(MATERIAL TO PROCESS begins)
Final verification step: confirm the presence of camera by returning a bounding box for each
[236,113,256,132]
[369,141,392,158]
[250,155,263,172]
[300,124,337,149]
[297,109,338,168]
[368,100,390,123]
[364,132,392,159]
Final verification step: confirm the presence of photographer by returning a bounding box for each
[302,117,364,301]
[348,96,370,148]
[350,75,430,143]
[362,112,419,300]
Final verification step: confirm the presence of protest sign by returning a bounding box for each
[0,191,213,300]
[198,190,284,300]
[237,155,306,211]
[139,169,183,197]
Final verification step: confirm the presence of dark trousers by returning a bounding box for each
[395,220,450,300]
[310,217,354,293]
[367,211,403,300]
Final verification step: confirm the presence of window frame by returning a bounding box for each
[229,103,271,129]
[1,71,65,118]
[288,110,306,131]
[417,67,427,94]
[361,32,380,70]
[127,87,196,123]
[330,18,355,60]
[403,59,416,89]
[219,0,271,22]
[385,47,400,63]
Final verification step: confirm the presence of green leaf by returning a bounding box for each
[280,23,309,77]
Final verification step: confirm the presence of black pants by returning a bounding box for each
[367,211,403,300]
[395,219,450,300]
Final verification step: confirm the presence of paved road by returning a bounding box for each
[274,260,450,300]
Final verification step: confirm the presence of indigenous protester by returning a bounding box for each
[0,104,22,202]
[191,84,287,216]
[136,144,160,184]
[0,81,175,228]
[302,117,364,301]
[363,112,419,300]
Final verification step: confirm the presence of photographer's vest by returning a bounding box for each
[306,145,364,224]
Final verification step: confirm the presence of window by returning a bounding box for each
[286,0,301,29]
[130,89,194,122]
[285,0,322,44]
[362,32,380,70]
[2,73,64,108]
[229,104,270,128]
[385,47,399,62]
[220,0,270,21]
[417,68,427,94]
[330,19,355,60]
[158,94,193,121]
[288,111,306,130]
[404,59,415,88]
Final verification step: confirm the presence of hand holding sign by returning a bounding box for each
(MATERIAL TO PROCESS ends)
• **YOUR GOAL**: Nothing in the data may change. Give it again in full.

• **EXERCISE RESPONSE**:
Final verification step: confirm the presence of camera by returning a bounding box for each
[236,113,256,132]
[369,141,392,158]
[250,155,263,172]
[300,124,337,149]
[297,109,338,168]
[368,100,390,123]
[364,132,392,159]
Final verification step: confirm the presence of photographer by returning a bounding box for each
[302,117,364,301]
[348,96,370,148]
[350,75,430,143]
[362,112,419,300]
Final verification step: confirm the presence of protest sign by returning a bounding box for each
[0,191,213,300]
[198,190,284,300]
[237,155,306,211]
[139,169,183,197]
Final verification step: confirm the presence of dark trousers by returning a bounding box for each
[395,220,450,300]
[310,217,354,293]
[367,211,403,300]
Final verification step: confirm the presence of window frame by returning a bounding box for each
[229,103,271,129]
[1,71,65,118]
[288,110,306,131]
[417,67,427,94]
[361,32,380,70]
[127,87,196,123]
[330,18,355,60]
[403,59,416,89]
[219,0,271,22]
[385,47,400,63]
Final verification step: confirm the presence of green leaf by returning a bounding box for each
[280,23,309,77]
Final verification step: confirm the presence of black pants by returning a bounding box for each
[367,211,403,300]
[395,219,450,300]
Final verification step: confirm the presence of paved road by returning a bounding box for each
[274,260,450,300]
Final verification step: confirm the presence of indigenous protester by returning a bounding box for each
[0,104,22,202]
[191,84,287,216]
[136,144,160,184]
[0,81,175,228]
[302,117,364,301]
[363,112,419,300]
Final verification step: confirm the presence of photographer's vest by returning a bounding box for each
[306,145,364,224]
Final verification step: confirm the presence of window by returning a bounding box for each
[286,0,301,29]
[130,89,194,122]
[285,0,322,44]
[362,32,380,70]
[2,73,64,108]
[229,104,270,128]
[385,47,399,62]
[220,0,270,21]
[417,68,427,94]
[330,19,355,60]
[158,94,193,121]
[288,111,306,130]
[404,59,415,88]
Final verification step: confirm the presence of hand holding sign by returning a bounding box for each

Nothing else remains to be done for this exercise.